Start of PROVIDED DATA
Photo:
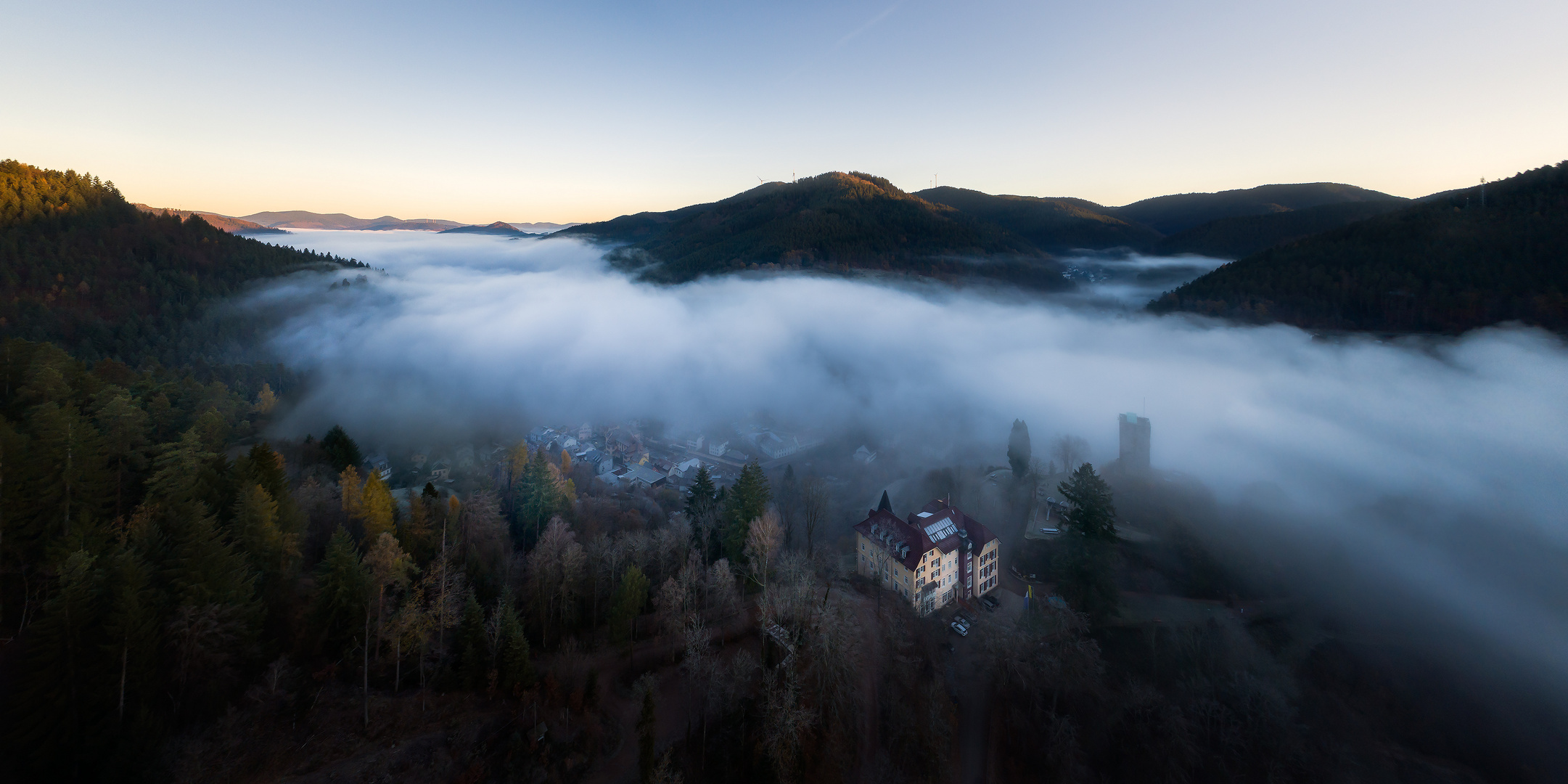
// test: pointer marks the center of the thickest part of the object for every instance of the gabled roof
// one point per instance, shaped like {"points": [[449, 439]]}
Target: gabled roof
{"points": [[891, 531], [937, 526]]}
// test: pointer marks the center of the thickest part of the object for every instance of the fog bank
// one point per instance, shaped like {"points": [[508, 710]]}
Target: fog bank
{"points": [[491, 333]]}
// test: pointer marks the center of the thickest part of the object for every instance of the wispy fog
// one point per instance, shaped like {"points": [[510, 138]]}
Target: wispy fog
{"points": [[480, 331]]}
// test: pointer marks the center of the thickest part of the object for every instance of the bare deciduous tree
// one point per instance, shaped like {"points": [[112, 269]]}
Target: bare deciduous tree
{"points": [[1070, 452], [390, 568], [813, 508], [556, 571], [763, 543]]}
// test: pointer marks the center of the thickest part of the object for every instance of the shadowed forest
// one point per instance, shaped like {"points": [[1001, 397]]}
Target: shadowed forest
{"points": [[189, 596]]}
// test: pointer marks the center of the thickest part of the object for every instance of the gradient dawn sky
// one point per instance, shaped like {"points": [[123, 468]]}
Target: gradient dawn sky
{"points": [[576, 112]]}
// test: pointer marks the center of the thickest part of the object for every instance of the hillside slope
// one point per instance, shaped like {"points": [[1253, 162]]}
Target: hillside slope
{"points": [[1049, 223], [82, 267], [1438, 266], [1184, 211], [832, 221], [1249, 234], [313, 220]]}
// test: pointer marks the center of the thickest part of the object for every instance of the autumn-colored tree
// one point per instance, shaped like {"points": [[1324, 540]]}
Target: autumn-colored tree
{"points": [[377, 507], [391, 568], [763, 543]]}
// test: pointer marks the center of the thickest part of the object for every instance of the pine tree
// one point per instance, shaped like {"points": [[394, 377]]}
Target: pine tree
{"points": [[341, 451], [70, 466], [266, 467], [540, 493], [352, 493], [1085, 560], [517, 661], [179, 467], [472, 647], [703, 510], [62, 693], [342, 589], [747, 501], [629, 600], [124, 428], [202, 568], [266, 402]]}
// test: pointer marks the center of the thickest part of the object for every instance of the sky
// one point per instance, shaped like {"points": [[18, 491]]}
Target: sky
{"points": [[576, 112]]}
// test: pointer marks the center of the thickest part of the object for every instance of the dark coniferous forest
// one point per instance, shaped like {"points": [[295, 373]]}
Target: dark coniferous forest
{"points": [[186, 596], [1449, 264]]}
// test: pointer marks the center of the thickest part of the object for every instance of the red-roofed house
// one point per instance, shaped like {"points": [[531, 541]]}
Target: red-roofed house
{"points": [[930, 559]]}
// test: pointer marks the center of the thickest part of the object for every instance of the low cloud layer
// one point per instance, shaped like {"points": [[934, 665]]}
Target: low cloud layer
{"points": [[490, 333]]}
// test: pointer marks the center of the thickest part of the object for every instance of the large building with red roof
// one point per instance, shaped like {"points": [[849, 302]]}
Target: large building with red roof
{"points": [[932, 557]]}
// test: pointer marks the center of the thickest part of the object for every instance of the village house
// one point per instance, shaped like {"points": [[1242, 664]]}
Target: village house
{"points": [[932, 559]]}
End of PROVIDED DATA
GIVEN REQUEST | Scale and reproduce every line in the stretch from the line containing "the red-roofed house" through the last line, requests included. Multiply each point coordinate in the answers by 1.35 and round to whole numbers, with halves going up, but leave the numbers in the requests and their format samples unchanged.

ANSWER BELOW |
// test: pointer marks the center of the thickest part of the object for every instance of the red-roofed house
// one point per instance, shaped like {"points": [[531, 541]]}
Target: red-roofed house
{"points": [[1256, 755]]}
// test: pointer marks the center of the thickest part of the object for every instance of the low cloud layer
// one point per instance, shaped like {"points": [[934, 665]]}
Target: low cloud layer
{"points": [[662, 450]]}
// test: pointer marks the center of the thickest part of the object for every instance of the large building with red roof
// one point per instance, shaped like {"points": [[849, 302]]}
Target: large building with red roof
{"points": [[1258, 752]]}
// test: pointer marks the center of the thickest part of the object for every instance of the village house
// one point per instance, shaped like {"points": [[1242, 664]]}
Target: village house
{"points": [[1258, 755]]}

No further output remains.